## SOURCE EXTRACT
=-=-=-=-=

In 2019, the trio crossed Lake Erie, beginning in downtown Detroit’s Belle Isle and ending on the shores of Catawba Island, Ohio. They had hoped to complete their final crossing of Lake Ontario in 2020, but then COVID hit. With Canadian restrictions on entry during the pandemic – and last-minute issues with their safety boats last year when they finally thought they were ready to go – the trip ultimately got delayed until 2023. The paddlers will be accompanied on their journey this June by Orange Force Marine Ltd., a Canadian commercial marine services company with experience providing on-water safety support to athletes.
The uniqueness of the Great Lakes – which have offered the trio experiences ranging from hail and headwinds so strong they actually went backward to paddling across shipping lanes in the dark to receiving special permission to gently lay a wreath over the Edmund Fitzgerald shipwreck – have also brought opportunities to highlight the diverse challenges facing each lake. Through their own nonprofit – Stand Up for Great Lakes – Lorenz, Guy, and Morris have raised tens of thousands of dollars for nonprofits specifically chosen for their work on each lake. That includes $10,000 for the Great Lakes Alliance (Lake Michigan), $7,000 for Thunder Bay National Marine Sanctuary (Lake Huron), $15,000 for the Great Lakes Shipwreck Museum (Lake Superior), and $16,000 for the Cooperative Institute for Great Lakes Research (CIGLR, Lake Erie).

=-=-=-=-=

(Saved entries)
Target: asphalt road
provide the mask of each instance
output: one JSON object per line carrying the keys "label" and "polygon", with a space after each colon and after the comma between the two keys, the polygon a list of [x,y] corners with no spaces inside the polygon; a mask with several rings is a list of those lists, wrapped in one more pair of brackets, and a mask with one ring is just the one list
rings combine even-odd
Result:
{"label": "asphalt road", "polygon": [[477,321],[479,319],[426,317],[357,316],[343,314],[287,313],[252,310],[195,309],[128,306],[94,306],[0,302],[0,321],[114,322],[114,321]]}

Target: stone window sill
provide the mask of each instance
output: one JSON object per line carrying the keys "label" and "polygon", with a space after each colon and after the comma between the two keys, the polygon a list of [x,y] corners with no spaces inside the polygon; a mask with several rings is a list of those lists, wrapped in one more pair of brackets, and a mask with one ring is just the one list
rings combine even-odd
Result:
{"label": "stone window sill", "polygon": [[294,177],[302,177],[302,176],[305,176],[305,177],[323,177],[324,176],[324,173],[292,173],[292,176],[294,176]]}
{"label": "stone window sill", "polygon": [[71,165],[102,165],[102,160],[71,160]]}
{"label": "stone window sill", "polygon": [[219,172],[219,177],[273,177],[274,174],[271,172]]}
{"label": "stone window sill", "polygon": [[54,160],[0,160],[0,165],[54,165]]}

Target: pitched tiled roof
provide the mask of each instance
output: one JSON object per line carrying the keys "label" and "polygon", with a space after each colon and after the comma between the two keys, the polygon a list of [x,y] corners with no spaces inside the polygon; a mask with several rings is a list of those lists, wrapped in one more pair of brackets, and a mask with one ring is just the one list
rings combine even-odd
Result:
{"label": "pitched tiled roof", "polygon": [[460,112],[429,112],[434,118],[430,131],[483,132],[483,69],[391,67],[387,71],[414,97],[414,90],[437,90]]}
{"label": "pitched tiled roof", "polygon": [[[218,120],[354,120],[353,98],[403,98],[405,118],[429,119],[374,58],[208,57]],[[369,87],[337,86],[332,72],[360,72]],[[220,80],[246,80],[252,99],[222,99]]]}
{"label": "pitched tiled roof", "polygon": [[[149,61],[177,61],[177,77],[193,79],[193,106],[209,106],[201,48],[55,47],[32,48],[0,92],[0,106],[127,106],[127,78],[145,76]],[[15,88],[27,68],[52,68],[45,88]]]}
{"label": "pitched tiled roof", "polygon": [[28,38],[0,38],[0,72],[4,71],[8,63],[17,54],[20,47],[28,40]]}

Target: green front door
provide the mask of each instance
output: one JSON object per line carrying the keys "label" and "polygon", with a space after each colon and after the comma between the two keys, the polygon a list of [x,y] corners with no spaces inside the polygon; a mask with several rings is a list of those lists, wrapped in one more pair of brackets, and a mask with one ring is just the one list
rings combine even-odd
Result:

=-=-=-=-=

## TASK TO CARRY OUT
In the Great Lakes paddling text, which company will accompany the paddlers on their Lake Ontario crossing in June?

## SOLUTION BELOW
Orange Force Marine Ltd.